Your task: Pull out each of the rows below and copy it word for word, changing nothing.

Task material:
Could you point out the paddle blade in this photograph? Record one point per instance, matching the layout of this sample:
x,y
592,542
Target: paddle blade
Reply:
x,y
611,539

Solution to this exercise:
Could you point out the paddle blade in this photograph? Record one point per instance, matching the layout of this sample:
x,y
592,542
Target: paddle blade
Reply:
x,y
611,539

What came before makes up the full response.